──────── MATERIAL SHOWN ────────
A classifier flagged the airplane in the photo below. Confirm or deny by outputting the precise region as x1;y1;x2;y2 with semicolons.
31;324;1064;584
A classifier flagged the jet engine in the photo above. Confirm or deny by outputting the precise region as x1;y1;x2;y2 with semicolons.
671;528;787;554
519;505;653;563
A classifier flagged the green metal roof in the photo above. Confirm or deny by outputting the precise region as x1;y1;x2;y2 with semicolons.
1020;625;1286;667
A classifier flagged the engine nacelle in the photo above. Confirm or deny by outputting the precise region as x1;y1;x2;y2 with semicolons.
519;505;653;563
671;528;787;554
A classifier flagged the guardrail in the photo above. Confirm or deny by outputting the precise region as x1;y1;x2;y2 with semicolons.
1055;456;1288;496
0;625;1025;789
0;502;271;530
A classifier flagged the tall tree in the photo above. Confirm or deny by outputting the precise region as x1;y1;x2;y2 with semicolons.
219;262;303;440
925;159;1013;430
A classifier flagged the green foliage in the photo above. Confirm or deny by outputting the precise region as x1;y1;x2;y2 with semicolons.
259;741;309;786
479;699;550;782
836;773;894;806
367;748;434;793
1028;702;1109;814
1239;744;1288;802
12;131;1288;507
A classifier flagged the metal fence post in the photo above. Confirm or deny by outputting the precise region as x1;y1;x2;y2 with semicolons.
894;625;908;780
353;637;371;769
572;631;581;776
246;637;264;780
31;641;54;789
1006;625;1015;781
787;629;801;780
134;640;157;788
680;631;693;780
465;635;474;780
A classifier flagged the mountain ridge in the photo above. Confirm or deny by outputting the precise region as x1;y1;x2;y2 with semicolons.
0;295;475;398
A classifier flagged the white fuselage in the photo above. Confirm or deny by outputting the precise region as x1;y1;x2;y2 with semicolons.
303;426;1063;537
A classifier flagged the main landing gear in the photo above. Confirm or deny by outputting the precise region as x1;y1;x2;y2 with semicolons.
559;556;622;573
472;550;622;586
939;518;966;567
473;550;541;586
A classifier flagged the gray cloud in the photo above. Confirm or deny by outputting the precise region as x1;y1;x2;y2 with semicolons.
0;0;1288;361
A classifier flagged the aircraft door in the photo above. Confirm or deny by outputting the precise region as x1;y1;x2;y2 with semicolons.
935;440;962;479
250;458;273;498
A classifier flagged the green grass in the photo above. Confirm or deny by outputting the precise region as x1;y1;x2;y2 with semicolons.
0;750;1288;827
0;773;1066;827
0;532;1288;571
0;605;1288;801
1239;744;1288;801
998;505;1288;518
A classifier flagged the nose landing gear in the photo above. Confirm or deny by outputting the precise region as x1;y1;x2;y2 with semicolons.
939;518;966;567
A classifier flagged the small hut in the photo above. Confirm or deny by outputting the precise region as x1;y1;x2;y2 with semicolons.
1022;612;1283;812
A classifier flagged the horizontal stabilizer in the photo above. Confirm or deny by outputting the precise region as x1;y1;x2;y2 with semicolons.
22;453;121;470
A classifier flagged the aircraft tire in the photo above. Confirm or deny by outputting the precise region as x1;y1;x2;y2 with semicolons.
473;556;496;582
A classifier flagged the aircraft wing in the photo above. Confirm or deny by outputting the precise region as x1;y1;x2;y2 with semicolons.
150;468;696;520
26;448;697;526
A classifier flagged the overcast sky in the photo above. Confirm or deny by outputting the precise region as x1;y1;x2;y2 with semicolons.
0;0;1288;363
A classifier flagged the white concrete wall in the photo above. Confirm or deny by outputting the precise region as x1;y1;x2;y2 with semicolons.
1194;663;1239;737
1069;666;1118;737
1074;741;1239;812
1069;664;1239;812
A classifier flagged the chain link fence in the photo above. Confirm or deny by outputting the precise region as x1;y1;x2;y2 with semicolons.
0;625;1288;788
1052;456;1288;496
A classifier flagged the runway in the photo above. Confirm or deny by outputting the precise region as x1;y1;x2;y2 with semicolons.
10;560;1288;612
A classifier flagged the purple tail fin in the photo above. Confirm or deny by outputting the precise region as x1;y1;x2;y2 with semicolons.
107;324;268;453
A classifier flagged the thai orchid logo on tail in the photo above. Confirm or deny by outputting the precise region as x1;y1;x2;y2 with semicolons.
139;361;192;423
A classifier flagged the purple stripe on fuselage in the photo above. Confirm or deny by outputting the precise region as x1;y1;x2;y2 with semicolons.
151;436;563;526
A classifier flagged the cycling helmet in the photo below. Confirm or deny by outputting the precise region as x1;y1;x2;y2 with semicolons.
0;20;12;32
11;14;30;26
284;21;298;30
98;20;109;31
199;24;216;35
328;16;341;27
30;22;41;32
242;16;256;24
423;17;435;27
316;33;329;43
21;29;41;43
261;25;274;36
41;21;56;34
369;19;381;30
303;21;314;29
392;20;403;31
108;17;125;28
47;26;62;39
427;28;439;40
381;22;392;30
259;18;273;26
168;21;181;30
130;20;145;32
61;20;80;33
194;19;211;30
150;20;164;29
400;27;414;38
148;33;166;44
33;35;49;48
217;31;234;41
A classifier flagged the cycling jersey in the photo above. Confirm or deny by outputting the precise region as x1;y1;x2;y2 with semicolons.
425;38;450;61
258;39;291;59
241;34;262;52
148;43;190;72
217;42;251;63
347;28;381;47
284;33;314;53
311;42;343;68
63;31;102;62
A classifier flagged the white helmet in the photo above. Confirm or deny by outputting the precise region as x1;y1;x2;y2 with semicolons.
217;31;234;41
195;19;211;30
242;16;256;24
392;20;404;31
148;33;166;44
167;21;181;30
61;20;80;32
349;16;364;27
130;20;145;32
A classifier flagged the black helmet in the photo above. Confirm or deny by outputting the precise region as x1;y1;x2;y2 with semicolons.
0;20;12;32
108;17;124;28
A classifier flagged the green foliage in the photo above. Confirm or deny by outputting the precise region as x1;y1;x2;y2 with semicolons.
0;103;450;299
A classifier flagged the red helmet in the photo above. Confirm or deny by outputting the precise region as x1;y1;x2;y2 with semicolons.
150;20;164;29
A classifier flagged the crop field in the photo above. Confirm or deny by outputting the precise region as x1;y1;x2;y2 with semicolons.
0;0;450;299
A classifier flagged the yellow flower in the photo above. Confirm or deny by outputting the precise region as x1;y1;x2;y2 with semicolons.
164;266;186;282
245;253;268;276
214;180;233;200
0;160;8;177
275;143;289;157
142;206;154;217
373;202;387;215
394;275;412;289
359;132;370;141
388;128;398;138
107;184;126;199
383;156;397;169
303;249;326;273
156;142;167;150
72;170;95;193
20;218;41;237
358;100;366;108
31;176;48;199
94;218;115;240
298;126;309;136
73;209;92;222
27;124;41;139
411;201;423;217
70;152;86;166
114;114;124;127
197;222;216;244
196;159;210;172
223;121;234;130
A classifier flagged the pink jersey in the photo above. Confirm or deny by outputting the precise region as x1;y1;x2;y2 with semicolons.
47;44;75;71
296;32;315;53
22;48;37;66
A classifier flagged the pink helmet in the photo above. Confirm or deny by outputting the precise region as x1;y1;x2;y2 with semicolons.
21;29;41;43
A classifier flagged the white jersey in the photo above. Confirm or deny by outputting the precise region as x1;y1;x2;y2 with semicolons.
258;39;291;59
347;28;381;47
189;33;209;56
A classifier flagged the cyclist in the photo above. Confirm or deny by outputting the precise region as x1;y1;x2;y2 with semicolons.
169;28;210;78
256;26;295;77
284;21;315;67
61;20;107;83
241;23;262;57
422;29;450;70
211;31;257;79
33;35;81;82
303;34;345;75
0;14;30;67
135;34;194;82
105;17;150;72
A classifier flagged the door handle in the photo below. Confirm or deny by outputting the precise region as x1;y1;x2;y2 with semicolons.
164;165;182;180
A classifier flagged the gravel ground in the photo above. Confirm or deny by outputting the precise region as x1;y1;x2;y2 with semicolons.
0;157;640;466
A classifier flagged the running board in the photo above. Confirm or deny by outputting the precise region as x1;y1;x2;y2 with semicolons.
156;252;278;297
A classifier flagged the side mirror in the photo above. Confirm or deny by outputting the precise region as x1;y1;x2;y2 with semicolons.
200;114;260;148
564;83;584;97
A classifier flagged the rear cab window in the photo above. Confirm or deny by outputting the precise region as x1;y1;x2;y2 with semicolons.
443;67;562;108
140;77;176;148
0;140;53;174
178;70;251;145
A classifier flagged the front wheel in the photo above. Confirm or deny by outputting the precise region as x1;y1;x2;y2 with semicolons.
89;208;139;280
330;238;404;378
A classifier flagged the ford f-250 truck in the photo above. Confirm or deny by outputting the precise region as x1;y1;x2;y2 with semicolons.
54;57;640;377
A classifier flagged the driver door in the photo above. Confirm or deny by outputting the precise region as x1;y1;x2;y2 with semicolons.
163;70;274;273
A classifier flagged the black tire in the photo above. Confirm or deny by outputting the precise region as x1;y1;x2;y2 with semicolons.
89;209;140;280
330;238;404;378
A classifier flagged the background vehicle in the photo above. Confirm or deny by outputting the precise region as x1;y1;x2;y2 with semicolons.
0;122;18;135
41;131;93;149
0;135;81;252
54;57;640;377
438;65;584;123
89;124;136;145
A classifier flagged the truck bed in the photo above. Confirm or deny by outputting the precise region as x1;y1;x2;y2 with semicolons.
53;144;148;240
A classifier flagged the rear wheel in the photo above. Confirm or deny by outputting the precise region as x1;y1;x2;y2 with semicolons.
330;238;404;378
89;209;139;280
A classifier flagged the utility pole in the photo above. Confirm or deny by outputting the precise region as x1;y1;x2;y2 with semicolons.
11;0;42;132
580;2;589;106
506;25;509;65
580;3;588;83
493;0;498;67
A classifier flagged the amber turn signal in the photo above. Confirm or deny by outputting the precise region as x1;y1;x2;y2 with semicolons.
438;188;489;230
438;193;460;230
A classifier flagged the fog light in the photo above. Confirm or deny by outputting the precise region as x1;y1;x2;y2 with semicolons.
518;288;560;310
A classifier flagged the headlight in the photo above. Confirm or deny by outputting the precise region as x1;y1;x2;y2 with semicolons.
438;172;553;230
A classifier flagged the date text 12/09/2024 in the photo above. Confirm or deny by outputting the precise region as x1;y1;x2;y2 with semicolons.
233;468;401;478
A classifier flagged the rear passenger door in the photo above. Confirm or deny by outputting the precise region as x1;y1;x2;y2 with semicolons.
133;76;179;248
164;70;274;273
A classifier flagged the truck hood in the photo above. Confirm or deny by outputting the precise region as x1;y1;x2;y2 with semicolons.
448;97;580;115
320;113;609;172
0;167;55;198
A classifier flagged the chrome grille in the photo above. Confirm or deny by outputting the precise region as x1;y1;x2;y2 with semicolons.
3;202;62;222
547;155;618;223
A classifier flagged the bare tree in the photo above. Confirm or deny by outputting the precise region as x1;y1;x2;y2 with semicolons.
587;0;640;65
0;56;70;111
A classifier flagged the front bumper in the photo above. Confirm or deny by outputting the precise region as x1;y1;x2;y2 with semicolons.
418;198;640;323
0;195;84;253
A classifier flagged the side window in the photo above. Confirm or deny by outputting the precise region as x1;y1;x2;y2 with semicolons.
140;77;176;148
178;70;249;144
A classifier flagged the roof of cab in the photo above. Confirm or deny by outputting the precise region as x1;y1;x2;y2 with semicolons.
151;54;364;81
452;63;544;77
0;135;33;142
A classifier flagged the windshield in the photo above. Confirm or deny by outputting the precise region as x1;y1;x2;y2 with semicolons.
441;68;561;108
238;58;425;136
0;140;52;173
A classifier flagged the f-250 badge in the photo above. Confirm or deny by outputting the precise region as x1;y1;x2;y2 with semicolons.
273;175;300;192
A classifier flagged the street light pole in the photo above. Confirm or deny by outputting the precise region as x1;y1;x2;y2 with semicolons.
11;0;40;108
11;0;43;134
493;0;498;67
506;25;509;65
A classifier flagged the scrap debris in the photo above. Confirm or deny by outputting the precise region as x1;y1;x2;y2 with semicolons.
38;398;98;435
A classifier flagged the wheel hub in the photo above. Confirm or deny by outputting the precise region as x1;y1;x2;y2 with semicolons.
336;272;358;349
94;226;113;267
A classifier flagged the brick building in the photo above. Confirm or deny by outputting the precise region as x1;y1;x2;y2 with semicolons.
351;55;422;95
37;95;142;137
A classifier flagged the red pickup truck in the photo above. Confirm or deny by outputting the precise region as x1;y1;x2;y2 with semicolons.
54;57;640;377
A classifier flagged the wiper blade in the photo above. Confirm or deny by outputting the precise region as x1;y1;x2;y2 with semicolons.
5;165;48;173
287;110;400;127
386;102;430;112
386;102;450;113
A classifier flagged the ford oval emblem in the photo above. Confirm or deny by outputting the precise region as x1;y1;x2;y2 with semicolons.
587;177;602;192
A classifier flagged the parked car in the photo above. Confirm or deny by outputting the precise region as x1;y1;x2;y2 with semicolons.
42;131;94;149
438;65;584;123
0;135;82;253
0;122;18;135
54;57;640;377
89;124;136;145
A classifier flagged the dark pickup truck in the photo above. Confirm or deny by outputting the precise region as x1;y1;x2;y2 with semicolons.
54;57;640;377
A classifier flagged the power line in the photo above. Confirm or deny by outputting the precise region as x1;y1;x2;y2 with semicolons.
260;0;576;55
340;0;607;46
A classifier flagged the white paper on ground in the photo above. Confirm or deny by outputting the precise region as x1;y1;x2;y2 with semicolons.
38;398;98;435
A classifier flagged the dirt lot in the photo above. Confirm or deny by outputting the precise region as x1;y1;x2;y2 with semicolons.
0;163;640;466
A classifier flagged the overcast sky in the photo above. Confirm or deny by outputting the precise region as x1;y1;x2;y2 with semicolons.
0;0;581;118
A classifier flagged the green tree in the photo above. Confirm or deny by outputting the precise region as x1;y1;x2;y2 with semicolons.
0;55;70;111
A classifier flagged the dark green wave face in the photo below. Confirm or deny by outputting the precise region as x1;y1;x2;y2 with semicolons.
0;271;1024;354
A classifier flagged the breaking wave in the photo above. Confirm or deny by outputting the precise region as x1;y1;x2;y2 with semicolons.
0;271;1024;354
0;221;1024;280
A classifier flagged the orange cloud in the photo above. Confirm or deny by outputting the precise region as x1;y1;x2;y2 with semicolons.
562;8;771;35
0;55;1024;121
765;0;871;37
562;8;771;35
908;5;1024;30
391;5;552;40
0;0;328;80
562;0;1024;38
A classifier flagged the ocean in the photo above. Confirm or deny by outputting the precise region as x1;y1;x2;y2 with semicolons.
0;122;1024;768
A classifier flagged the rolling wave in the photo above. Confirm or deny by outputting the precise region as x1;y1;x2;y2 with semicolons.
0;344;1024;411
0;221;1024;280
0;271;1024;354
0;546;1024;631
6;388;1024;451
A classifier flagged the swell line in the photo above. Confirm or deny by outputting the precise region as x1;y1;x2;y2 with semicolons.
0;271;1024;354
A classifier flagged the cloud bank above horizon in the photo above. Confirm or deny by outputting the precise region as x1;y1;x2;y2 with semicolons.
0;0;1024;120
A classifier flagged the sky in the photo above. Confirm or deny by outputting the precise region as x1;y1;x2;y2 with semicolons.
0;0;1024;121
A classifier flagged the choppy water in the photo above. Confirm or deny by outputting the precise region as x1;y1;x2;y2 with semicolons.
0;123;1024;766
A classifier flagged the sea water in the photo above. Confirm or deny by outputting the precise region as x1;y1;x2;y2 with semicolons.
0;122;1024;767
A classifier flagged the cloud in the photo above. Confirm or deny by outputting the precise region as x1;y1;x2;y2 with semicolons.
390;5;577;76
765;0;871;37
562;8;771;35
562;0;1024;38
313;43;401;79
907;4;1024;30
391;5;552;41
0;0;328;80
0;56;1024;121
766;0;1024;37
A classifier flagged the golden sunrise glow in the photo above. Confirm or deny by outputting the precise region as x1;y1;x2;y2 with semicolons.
────────
# TASK DIRECTIONS
Duplicate the data above, from its start through the line containing "1020;625;1286;667".

# SOLUTION TO THIS PROBLEM
A classifier flagged the airplane in the photo below. Confirm or deny by outputting the precise region as x1;y1;x2;y2 with semicolons.
31;324;1064;584
A classifier flagged the jet engine in the photo above. Confirm or deny by outputting the precise region as x1;y1;x2;y2 with semicolons.
671;528;787;554
519;505;653;563
A classifier flagged the green metal roof in the photo above. Confirm or deny by outputting the precise region as x1;y1;x2;y2 with semicolons.
1020;625;1286;667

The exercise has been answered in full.